> **YOUR TASKS**
1: Transcribe the passage of the book review starting with "A review by" and going on through "and potentially misleading.".
2: According to the book review, what did the reviewer watch after finishing 'Bitch'?
3: Decide whether each statement agrees with the book review, answering yes or no and quoting the words that decide it: (a) The reviewer says the information in the documentary was incorrect. (b) The reviewer compares Cooke to Angela Saini. (c) The review describes the book's pace as fast.

+++ STUDY TEXT +++

A review by samdalefox
Bitch: A Revolutionary Guide to Sex, Evolution and the Female Animal by Lucy Cooke

challenging funny informative reflective medium-paced

5.0

After I finished reading 'Bitch' I watched an episode of Wild Isles, narrated by David Attenborough. The difference was astonishing. Although the information given in the documentary was correct, it wasn't the whole story. Now knowing what I do from this book, I was shocked at the documentary, because the omission of female-related information rendered the episode incomplete, two dimensional, and potentially misleading. 

Cooke has provided an essential compendium of the history of predjudice, sexism, western elitism, and biases within the history of evolutionary biology, explains why this has resulted in neo-darwinism thus the misinterpretation/misunderstanding within science, AND she included STUPENDOUS, APPLAUDABLE, and BEAUTIFUL examples across the diverse animal kingdom that illustrate every single point she makes, referencing the 20th and 21st century scientists' work who is debunking false claims and providing new fascinating insights. I adore a superbly referenced book. I cannot stress how important these kind of books are to scientists such as myself and the general public. Cooke has achieved the same level of integrity in evolutional biology as Angela Saini in eugenics (Superior: The Return of Race Science, 2019). This book should be mandatory reading for all human and animal biology-related roles in my opinion.

+++ GIVEN RECORDS +++

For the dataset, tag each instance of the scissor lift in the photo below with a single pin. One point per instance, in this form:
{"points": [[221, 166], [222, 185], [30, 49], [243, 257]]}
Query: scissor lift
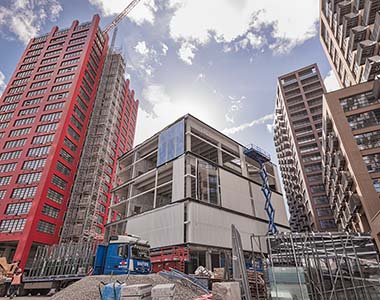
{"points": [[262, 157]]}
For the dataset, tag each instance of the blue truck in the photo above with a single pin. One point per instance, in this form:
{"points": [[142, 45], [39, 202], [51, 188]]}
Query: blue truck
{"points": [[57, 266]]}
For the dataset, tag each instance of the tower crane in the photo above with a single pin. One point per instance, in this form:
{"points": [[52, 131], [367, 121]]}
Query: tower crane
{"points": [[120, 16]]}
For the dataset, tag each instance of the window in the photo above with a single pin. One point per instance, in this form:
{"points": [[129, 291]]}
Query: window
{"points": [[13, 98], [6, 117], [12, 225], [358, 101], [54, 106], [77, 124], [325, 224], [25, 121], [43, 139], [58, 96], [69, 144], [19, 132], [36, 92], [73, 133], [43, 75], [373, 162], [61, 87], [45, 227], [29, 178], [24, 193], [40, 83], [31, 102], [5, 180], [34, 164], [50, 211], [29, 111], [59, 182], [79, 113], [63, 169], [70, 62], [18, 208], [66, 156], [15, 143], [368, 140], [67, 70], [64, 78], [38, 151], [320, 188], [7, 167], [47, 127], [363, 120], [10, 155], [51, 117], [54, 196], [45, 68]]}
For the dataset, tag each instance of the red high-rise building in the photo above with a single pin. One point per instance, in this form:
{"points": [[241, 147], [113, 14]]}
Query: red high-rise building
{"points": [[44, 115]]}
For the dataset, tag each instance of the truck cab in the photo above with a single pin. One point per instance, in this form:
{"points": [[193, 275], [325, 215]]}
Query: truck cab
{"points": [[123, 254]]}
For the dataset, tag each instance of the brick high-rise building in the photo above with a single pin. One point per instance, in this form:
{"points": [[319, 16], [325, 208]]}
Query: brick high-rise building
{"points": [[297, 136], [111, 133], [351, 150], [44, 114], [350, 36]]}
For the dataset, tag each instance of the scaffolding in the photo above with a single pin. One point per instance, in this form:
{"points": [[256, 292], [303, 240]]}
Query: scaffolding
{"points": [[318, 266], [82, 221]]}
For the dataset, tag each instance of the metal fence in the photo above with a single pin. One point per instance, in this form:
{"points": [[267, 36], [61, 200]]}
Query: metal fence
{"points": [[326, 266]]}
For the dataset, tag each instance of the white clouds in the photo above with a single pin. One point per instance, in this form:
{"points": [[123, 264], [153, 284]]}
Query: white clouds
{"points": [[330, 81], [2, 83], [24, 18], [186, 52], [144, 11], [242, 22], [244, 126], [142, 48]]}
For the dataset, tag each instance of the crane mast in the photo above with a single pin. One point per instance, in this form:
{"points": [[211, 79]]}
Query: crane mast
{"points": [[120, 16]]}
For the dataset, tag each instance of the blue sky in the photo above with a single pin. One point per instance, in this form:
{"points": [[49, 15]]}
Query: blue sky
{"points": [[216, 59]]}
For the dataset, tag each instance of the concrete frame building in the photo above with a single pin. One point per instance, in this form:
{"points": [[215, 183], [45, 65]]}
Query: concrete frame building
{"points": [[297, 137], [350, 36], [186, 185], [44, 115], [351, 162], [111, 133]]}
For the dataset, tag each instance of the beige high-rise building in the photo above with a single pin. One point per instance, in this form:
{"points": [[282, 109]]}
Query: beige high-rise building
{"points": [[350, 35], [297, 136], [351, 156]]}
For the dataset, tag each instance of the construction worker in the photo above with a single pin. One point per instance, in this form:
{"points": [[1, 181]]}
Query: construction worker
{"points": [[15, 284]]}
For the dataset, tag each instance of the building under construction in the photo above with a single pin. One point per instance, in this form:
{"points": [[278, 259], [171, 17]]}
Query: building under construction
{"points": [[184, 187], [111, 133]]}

+++

> **YOUR RESPONSES**
1:
A review by samdalefox
Bitch: A Revolutionary Guide to Sex, Evolution and the Female Animal by Lucy Cooke

challenging funny informative reflective medium-paced

5.0

After I finished reading 'Bitch' I watched an episode of Wild Isles, narrated by David Attenborough. The difference was astonishing. Although the information given in the documentary was correct, it wasn't the whole story. Now knowing what I do from this book, I was shocked at the documentary, because the omission of female-related information rendered the episode incomplete, two dimensional, and potentially misleading.

2: An episode of Wild Isles, narrated by David Attenborough.

3:
(a) No: "Although the information given in the documentary was correct, it wasn't the whole story."
(b) Yes: "Cooke has achieved the same level of integrity in evolutional biology as Angela Saini in eugenics"
(c) No: "medium-paced"